« Maitre Archimède était une grande femme à la peau sombre, aux yeux vifs et au courage indomptable. Je n’oublierai jamais notre première rencontre. Je sentais que j’étais en présence d’une très grande dame. Pas un instant je ne doutais qu’elle allait nous sortir de notre mauvaise posture. Mais j’étais tellement impressionnée par sa personnalité, le respect qu’elle attirait que, pendant un certain temps, notre problème parut secondaire. Si je n’avais écouté que mes désirs, je serais restée sur l’île pour tout apprendre de cette femme. Les jours suivants, elle négocia opiniâtrement avec les douaniers, la police, les juges. Nous apprîmes qu’il existait une loi qui pouvait être légitimement invoquée pour nous envoyer en prison pour un bout de temps…Les colonialistes nous autorisaient à quitter l’île à condition que les Portoricains abandonnent leurs livres ».

* LIGNES ENREGISTRÉES *

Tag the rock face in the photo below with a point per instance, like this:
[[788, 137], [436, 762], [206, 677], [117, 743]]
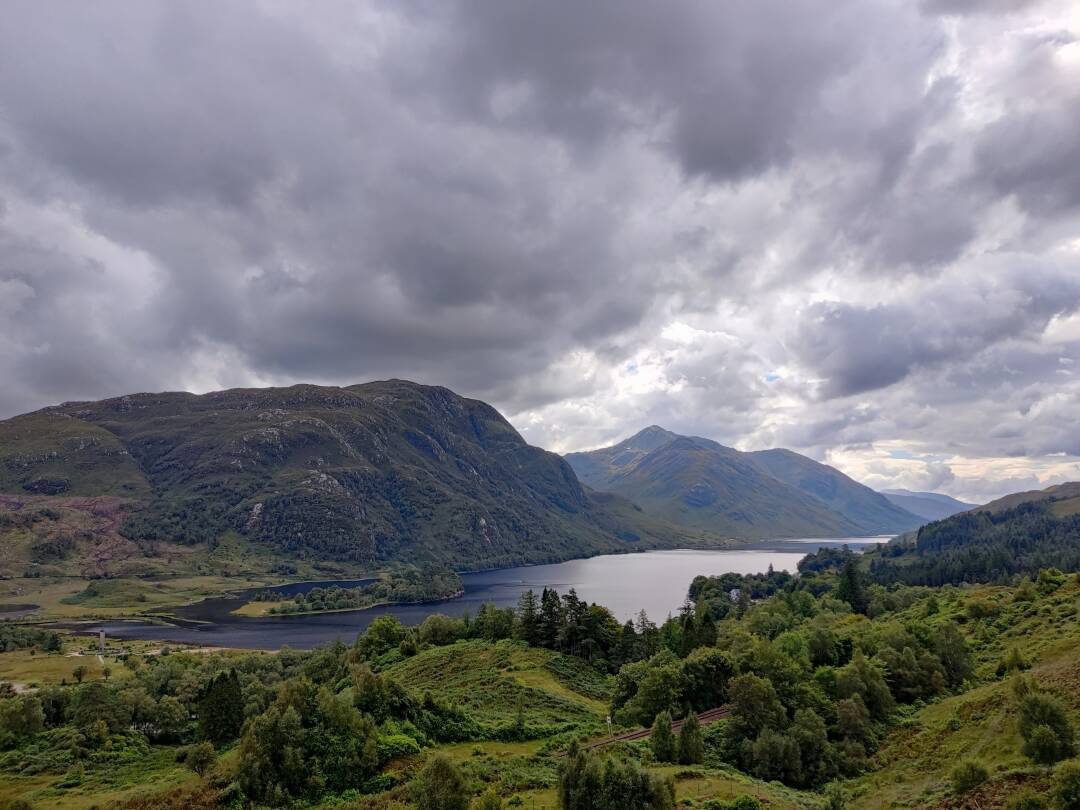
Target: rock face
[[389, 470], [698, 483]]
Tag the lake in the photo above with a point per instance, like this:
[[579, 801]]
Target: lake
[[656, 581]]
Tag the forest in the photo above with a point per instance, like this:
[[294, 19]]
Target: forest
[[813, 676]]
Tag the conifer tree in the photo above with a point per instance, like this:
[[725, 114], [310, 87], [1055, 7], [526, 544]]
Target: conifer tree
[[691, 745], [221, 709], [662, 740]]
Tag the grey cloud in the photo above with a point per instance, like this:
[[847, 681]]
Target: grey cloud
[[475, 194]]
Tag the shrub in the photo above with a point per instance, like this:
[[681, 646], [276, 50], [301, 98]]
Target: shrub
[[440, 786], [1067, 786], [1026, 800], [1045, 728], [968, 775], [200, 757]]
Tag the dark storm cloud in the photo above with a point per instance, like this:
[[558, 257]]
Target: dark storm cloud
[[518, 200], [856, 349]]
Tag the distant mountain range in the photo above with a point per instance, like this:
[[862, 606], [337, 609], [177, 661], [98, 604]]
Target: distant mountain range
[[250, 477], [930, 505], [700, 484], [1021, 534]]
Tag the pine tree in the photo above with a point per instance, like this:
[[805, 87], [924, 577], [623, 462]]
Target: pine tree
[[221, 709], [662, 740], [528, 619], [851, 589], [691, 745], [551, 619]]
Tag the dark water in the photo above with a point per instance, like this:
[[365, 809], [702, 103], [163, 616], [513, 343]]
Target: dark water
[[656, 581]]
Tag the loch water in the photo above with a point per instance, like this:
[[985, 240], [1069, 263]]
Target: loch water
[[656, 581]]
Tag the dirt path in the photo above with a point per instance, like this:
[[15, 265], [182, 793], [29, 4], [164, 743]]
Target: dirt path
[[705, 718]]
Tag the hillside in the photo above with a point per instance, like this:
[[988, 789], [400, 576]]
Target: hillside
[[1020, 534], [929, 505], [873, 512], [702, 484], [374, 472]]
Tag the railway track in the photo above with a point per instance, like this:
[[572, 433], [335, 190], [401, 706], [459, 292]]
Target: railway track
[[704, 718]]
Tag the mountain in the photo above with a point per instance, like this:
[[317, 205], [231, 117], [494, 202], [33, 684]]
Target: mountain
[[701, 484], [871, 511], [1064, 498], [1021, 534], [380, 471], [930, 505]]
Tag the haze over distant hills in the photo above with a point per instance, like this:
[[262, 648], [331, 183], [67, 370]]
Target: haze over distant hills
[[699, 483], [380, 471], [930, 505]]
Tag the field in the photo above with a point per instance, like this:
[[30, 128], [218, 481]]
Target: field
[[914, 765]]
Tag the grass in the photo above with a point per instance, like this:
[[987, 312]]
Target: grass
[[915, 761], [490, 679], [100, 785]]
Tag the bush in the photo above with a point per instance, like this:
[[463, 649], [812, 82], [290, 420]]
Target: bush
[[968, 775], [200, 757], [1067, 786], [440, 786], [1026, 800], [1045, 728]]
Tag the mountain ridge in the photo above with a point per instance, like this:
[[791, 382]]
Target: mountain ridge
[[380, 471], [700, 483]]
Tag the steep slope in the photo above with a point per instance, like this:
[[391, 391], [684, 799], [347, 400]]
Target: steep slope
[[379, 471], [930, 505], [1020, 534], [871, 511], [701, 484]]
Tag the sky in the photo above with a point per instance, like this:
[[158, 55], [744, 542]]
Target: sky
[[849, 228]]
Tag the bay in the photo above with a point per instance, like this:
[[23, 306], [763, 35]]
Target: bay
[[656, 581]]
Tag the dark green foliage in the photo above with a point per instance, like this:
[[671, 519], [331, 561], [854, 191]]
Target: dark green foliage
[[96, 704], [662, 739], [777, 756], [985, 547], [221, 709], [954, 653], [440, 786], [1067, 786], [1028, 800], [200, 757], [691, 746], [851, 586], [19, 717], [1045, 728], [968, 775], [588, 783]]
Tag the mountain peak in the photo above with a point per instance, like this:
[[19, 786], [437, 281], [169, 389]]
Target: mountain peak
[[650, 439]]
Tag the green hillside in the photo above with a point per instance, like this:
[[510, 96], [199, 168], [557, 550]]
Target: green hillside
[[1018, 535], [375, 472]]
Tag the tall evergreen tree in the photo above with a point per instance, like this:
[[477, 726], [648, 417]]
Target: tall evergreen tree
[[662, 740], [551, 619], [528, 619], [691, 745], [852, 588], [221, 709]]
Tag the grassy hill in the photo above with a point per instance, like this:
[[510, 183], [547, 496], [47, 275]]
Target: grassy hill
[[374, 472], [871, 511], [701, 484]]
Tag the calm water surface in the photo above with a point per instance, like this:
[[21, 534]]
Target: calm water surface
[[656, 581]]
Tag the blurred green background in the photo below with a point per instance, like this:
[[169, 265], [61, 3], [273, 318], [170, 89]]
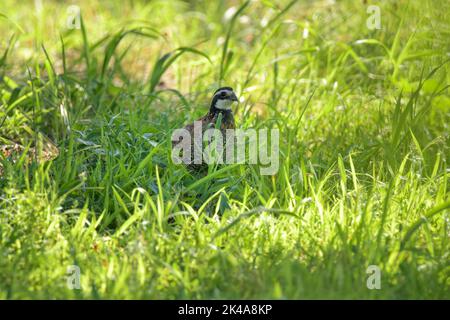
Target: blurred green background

==

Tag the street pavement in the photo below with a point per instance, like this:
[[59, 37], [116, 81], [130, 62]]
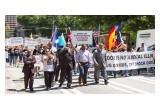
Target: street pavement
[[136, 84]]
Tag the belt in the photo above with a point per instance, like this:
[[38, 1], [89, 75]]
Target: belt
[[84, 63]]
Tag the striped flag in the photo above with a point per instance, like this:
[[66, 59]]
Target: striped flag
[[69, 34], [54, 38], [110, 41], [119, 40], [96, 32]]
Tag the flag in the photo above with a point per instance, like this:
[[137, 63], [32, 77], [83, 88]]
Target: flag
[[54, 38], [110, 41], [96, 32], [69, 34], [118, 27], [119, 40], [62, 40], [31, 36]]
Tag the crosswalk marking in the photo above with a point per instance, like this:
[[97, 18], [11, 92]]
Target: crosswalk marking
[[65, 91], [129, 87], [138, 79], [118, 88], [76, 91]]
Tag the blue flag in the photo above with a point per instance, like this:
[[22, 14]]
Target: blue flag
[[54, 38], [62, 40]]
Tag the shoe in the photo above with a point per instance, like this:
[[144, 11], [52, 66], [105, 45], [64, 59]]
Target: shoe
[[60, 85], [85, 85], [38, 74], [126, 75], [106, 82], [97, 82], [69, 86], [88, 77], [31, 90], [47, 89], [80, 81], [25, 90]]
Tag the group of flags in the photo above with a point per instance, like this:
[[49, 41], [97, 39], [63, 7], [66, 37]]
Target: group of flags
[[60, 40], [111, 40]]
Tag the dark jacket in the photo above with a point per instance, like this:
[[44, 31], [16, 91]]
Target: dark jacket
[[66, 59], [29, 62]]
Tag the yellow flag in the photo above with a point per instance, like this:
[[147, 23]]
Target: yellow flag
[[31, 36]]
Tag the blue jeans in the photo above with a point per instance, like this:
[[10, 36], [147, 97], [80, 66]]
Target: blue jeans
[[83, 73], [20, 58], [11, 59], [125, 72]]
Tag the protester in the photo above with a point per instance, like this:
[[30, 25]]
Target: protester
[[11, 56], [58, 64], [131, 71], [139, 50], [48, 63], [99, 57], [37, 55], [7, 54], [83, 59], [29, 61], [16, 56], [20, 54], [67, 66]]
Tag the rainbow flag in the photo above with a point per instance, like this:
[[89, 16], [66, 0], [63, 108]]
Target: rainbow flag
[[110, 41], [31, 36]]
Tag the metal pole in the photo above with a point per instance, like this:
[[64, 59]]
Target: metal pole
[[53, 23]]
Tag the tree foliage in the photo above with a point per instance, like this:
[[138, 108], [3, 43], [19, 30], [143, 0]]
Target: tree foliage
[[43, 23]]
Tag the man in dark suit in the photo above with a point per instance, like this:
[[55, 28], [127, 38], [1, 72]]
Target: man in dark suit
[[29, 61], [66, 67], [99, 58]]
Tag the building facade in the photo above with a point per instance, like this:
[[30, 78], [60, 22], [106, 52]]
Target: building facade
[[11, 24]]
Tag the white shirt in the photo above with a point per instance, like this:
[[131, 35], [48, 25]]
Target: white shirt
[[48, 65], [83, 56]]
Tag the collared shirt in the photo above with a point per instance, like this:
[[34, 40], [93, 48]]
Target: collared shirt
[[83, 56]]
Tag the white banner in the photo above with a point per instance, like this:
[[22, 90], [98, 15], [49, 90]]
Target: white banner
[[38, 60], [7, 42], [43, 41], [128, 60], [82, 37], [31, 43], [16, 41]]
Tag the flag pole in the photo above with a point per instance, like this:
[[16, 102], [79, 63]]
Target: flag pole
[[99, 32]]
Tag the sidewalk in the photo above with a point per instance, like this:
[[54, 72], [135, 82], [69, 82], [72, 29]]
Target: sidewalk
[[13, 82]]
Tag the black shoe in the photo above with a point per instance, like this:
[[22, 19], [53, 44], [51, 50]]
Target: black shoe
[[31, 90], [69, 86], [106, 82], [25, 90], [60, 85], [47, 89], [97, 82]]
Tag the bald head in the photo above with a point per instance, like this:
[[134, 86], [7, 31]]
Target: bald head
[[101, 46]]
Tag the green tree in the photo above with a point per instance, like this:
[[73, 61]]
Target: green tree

* SÉRIE D'EXERCICES *
1) Répondez à chaque question d'après le témoignage sur Maitre Archimède, une réponse par ligne, marquée comme la question.
(a) Comment ses yeux sont-ils décrits ?
(b) Avec qui négocia-t-elle les jours suivants ?
(c) À quelle condition les colonialistes autorisaient-ils le départ de l'île ?
2) Indiquez si chaque affirmation concorde avec le témoignage sur Maitre Archimède. Répondez par oui ou non et citez les mots décisifs.
(a) Maitre Archimède est décrite comme une petite femme.
(b) Une loi pouvait servir à envoyer le groupe en prison.
(c) Dès la première rencontre, on doutait qu'elle puisse tirer le groupe de sa mauvaise posture.
3) Prolongez le témoignage sur Maitre Archimède au-delà de sa dernière phrase.

* RÉPONSES AUX EXERCICES *
1)
(a) Ses yeux sont décrits comme vifs.
(b) Elle négocia avec les douaniers, la police et les juges.
(c) Les Portoricains devaient abandonner leurs livres.

2)
(a) Non : « Maitre Archimède était une grande femme ».
(b) Oui : « il existait une loi qui pouvait être légitimement invoquée pour nous envoyer en prison pour un bout de temps ».
(c) Non : « Pas un instant je ne doutais qu’elle allait nous sortir de notre mauvaise posture ».

3)
Angela Davis in Angela Davis Autobiographie
C'est par la pièce d'Alain Foix, Pas de prison pour le vent, que j'ai appris la rencontre entre Angela Davis et Gerty Archimède. Je connaissais bien sûr Angela Davis mais point Gerty Archimède.
Dans les années 1970, Angela Davis après un séjour à Cuba prend un bateau qui s'arrête à Basse-Terre. Malheureusement pour elle, un douanier français lui confisque son passeport et ses livres. Elle va ainsi rencontrer Gerty Archimède, la première avocate et députée en Guadeloupe.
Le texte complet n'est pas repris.